▶ **WHAT YOU NEED TO DO**
Rewrite every line from the one with "jacket in the given photograph." through the one with "[252,23,280,49]", keeping each line whole, and shift each box coordinate in them by -15.

:: RAW RECORDS ::

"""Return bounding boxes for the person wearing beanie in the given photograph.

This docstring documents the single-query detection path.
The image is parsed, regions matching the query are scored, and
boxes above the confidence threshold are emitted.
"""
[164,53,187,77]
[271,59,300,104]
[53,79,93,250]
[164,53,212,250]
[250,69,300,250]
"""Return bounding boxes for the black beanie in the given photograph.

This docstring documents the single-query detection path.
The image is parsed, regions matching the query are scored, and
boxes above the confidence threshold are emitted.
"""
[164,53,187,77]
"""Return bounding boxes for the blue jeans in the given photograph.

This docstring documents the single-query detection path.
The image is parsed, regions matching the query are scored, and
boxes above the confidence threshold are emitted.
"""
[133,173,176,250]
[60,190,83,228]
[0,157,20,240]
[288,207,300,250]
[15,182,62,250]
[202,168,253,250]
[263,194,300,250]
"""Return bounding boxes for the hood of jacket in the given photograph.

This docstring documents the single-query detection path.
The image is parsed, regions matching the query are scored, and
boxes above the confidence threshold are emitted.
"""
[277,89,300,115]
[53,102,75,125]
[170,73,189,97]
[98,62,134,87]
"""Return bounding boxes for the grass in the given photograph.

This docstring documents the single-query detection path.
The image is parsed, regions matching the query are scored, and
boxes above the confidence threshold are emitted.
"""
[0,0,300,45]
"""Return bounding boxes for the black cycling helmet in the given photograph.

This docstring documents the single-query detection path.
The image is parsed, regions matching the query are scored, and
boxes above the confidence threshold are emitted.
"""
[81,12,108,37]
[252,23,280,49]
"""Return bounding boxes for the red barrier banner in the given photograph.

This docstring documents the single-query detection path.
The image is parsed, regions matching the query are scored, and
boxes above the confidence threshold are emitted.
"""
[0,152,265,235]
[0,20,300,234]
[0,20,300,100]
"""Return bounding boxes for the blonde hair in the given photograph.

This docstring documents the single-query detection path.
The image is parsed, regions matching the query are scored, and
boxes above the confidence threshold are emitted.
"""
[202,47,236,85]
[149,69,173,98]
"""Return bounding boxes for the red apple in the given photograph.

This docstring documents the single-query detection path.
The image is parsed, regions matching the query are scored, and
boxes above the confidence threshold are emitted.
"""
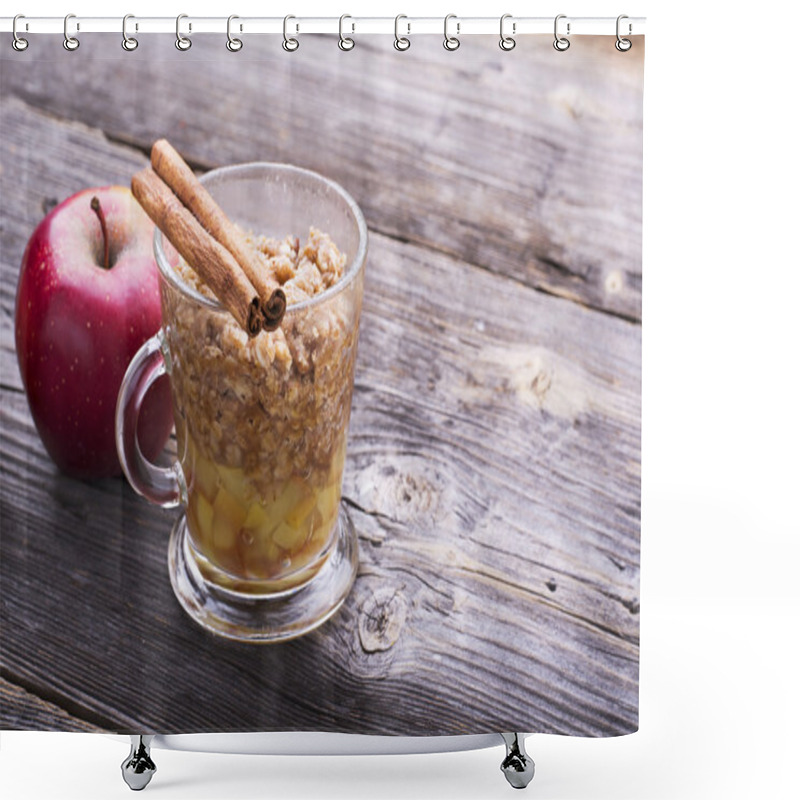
[16,186,172,478]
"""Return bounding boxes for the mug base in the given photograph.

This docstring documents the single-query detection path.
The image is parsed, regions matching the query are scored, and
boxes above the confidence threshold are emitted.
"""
[169,504,358,644]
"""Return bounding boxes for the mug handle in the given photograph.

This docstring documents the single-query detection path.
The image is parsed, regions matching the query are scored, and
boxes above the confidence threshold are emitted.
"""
[114,331,186,508]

:::

▶ **REPLY**
"""Return bounding boxes for the hood of jacket in the given photograph.

This docstring documents the single-query detection path.
The image is parsed, regions matching the query are scored, and
boxes above the confidence threshold are emitted.
"""
[262,74,285,100]
[38,87,60,110]
[155,58,174,82]
[83,47,119,72]
"""Return bounding boxes for the grass in the given photograph.

This docstring documents the single-query detection path.
The image is parsed, regions matching the query are scored, and
boxes above the confidence threshold are emitted.
"""
[-15,-15,285,30]
"""Return bounding boxes for the black cycling helmet in the given photograph.

This docstring documents the single-query detection path.
The image is parsed, regions matching the query are scored, and
boxes above the confidence threshold are emitted.
"""
[66,-3,93,22]
[237,8,265,34]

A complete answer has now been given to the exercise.